→ **Énoncé du problème**: Poursuivez l'extrait sur les pertes latentes des banques américaines à la suite de sa dernière phrase.

Toutefois, si vous êtes assez important, le gouvernement vous vient en aide en cas d’échec.
Si ce gouvernement ne commence pas par U est ne se termine pas par A, l’impression de monnaie et les aides avec un trou sans fond se paie chère : l’inflation galope, l’économie s’effondre et le chaos s’installe.
Rien de mieux donc que d’être une entreprise trop importante dans un pays trop important : une banque américaine.
En début d’année, les clients de quelques banques ont bénéficié du support de l’oncle Sam et ont récupéré l’essentiel de leurs dépôts auprès de banques qui n’étaient toutefois pas assez importantes pour être sauvées.
Certaines d’entre elles ont été reprises par d’autres banques, qui, elles, sont considérées comme Too Big to Fail.
Si la situation s’est calmée, les banques continuent de faire la une de la presse internationale, du moins chez les lecteurs du Financial Times, où le DJ-CEO de Goldman Sachs rivalise avec le Hamas et un analyste de Citibank qui a payé un sandwich à sa copine attire autant l’attention que le terroriste de Bruxelles.
Si les entreprises sont en général avides de gonfler leur résultat grâce à des réévaluations discutables, lorsque les chiffres vont dans l’autre sens, on ne préfère pas se presser de réévaluer les actifs à la baisse. Et on préfère attirer l’attention sur le sandwich.
Ces mêmes banques auraient les moyens de payer deux sandwichs, en tout cas si l’on se fie à leurs résultats.
Bank of America n’a pas d’employé qui a menti sur son sandwich ni de DJ, mais a toutefois dépassé les attentes lors des résultats trimestriels, ce que n’a pas manqué d’indiquer la société dans son communiqué :
Bank of America Reports Q3-23 Net Income of $7.8 Billion; EPS of $0.90, up 11% YoY Revenue Improved YoY to $25.2 Billion1 led by Net Interest Income, up 4%, to $14.4 Billion CET1 Ratio of 11.9%; Book Value Per Share of $32.65 Grew 9% YoY
Un chiffre plus grand que ces revenus et profits en milliard ne figure toutefois pas dans ce document ni dans la présentation aux investisseurs, mais à la page 10 sur 34 des "informations supplémentaires” : une perte non réalisée de 131 milliards sur les actifs détenus jusqu’à maturité.
Cela n’a pas échappé à Reuters, qui reportait en début de semaine :
Bank of America (BAC.N) reported unrealized losses of $131.6 billion on securities in the third quarter, growing from the second quarter [+26 milliards, ou 19% en trois mois), but the bank does not expect the portfolio will generate actual losses in the long-term.
Unrealized losses have come under closer scrutiny by investors since March. At the time, Silicon Valley Bank sold a portfolio of its holdings at a sharp loss, precipitating its collapse and fueling the worst industry turmoil since the 2008 financial crisis.

→ **Données brutes**:
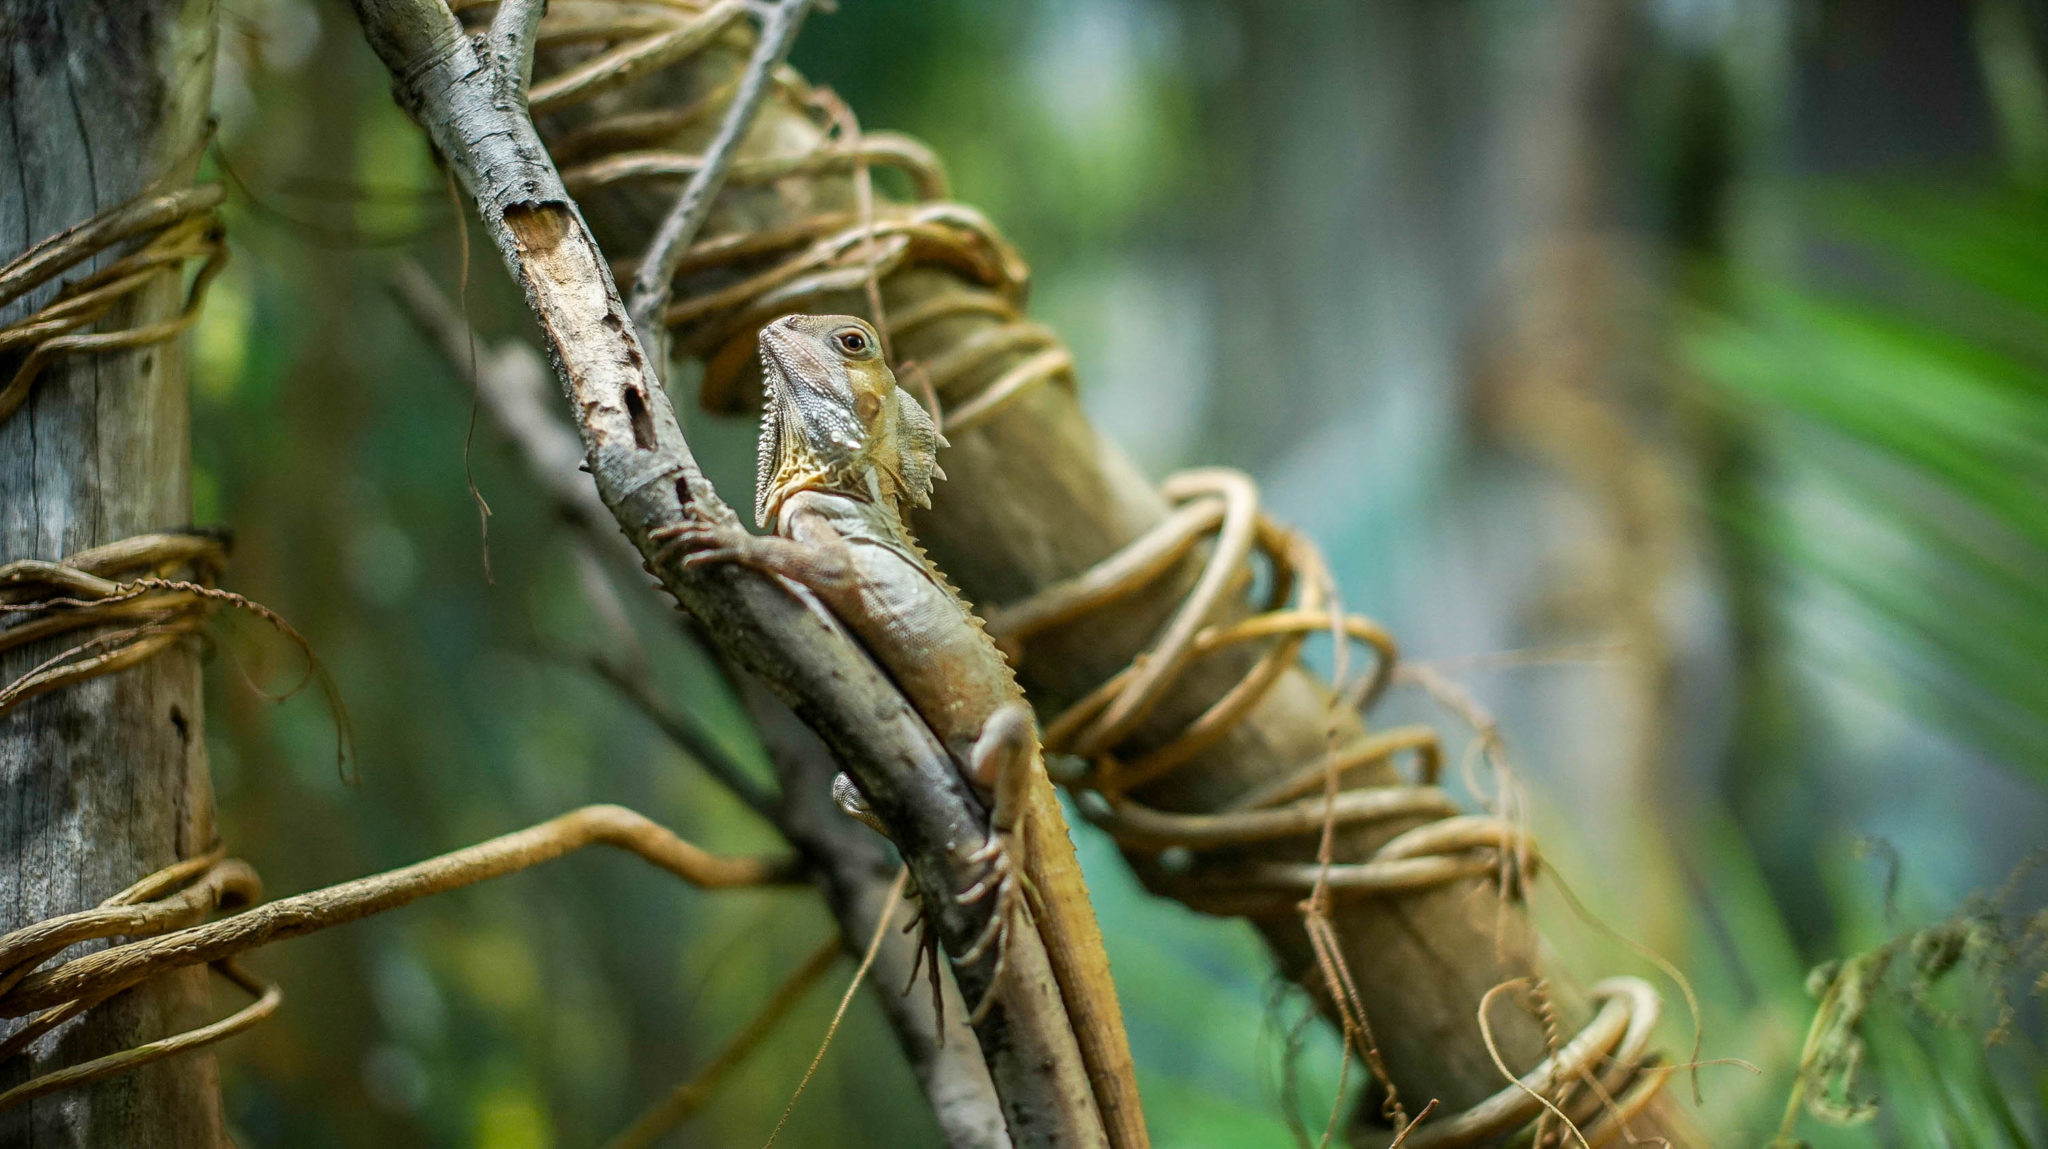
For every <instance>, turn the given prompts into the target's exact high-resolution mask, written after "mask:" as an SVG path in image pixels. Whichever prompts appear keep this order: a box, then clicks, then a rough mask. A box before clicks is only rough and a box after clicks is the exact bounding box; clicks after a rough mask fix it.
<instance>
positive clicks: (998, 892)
mask: <svg viewBox="0 0 2048 1149" xmlns="http://www.w3.org/2000/svg"><path fill="white" fill-rule="evenodd" d="M1020 854H1022V836H1018V842H1016V844H1014V846H1006V844H1004V836H1001V834H993V836H989V842H987V844H985V846H983V848H979V850H975V852H973V854H971V860H973V862H985V864H987V866H989V868H987V873H985V875H983V877H981V881H977V883H975V885H973V887H969V889H967V891H963V893H958V895H954V901H958V903H961V905H973V903H977V901H983V899H987V897H989V895H995V911H993V913H989V924H987V926H983V930H981V936H977V938H975V944H973V946H969V948H967V952H963V954H958V956H954V959H952V965H956V967H958V965H973V963H977V961H981V959H983V956H987V954H989V950H993V952H995V969H993V971H991V973H989V987H987V989H985V991H983V995H981V1002H979V1004H977V1006H975V1008H973V1012H969V1014H967V1024H971V1026H973V1024H981V1018H985V1016H989V1010H991V1008H993V1006H995V991H997V989H999V987H1001V981H1004V975H1006V973H1008V971H1010V930H1012V928H1014V924H1016V922H1018V920H1024V922H1028V920H1030V893H1034V891H1032V889H1030V879H1028V877H1026V875H1024V860H1022V856H1020Z"/></svg>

→ **Votre réponse**:
Analysts say it is highly unlikely that Bank of America would sell the securities at a loss because the lender has strong liquidity with consumer deposits and higher capital. Keeping securities until maturity also gives it the flexibility to avert mark-to-market losses.
Comment fonctionnent les instruments financiers détenus jusqu’à l’échéance, essentiellement des obligations ? Les investisseurs, ici les banques, placent l’argent des déposants afin de générer des revenus d’intérêts. Suite à la montée des taux par les banques centrales, elles génèrent des revenus plus importants. Il y a toutefois un bémol : si les taux d’intérêt continuent de monter, la même obligation détenue perd de la valeur puisque les investisseurs peuvent se tourner vers les nouvelles obligations proposant des intérêts plus importants.
Si vous (pouvez) la gardez jusqu’à l’échéance, vous ne perdez rien (à part le manque à gagner de ne pas avoir placé votre argent à un taux plus élevé). Si vous vendez, vous réalisez une perte, ce qui est arrivé aux stratèges de la Silicon Valley.
Pas vendu, pas perdu.
Bien entendu, à ce sujet, le directeur financier de Bank of America ne se fait pas de soucis :
"All of these are unrealized losses are on government- guaranteed securities," Bank of America's chief financial officer, Alastair Borthwick, told reporters on conference call discussing third-quarter earnings. "Because we're holding them to maturity, we will anticipate that we'll have zero losses over time."
Leurs profits, vos pertes.
En 2008, les obligations liées à l’immobilier américain étaient aussi inébranlables.
Espérons qu’il a raison et qu’il ne devra pas se reconvertir en DJ comme son confrère de chez Goldman, qui devrait lui rappeler : “Last Time a Government saved your Life”.